In the interview passage on research and innovation policy, swap "abruptly" for "suddenly" and reproduce the passage starting with "Q: If you were" and going on through "strategic, not impulsive.".

### Text shown
# # # # # # #
Q: If you were advising other countries on the highest-leverage steps they could take over the next few years to strengthen the links between public research, higher education and innovation-driven industry, what would you prioritise?

A: First, establish credible long-term direction. Researchers, PhD students, universities and companies all make decisions over long time horizons. If government priorities change abruptly and unpredictably, the whole system becomes hesitant. Stability does not mean never changing course, but it does mean that change should be thoughtful and strategic, not impulsive.

Second, build a culture of collaboration at home and abroad. In too many systems, researchers in the same country — sometimes even in the same institution — do not know what others are doing. That is a missed opportunity. Collaboration is how capabilities deepen, how duplication is reduced and how better ideas emerge.
# # # # # # #
### Dataset records
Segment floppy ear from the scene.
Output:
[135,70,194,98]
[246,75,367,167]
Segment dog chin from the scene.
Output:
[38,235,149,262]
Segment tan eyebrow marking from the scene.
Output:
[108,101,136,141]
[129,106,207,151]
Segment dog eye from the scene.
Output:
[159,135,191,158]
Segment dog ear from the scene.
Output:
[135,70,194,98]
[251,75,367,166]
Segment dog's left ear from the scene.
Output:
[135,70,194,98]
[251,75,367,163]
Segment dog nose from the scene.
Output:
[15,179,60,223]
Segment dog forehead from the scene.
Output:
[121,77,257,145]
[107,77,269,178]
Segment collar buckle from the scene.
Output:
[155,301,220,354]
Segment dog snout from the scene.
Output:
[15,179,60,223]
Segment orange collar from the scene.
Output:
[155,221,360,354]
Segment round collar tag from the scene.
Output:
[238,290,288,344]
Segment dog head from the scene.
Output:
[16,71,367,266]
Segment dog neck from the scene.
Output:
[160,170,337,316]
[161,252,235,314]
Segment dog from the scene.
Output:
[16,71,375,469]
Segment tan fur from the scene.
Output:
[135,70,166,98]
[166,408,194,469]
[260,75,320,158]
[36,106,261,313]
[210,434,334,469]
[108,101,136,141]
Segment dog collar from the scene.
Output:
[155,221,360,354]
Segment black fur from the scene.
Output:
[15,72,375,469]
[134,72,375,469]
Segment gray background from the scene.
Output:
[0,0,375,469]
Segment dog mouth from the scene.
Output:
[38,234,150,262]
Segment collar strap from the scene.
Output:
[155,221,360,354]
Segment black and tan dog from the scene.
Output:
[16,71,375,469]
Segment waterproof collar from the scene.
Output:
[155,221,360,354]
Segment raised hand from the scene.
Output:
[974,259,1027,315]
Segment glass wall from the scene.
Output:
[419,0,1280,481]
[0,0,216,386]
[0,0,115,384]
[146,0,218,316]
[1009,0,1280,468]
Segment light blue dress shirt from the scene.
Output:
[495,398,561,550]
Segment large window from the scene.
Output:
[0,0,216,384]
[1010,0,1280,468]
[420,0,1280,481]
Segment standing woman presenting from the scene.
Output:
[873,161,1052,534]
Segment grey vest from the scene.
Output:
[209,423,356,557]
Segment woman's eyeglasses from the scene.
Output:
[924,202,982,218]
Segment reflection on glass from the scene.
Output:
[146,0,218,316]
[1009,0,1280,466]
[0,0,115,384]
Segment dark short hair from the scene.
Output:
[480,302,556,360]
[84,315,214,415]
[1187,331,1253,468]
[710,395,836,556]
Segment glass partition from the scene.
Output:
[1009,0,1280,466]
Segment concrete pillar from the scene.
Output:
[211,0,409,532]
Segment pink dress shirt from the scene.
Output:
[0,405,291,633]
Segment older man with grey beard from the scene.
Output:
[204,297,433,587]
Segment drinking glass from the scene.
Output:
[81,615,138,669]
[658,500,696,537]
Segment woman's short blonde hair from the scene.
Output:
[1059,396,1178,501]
# # # # # # #
### The completed task
Q: If you were advising other countries on the highest-leverage steps they could take over the next few years to strengthen the links between public research, higher education and innovation-driven industry, what would you prioritise?

A: First, establish credible long-term direction. Researchers, PhD students, universities and companies all make decisions over long time horizons. If government priorities change suddenly and unpredictably, the whole system becomes hesitant. Stability does not mean never changing course, but it does mean that change should be thoughtful and strategic, not impulsive.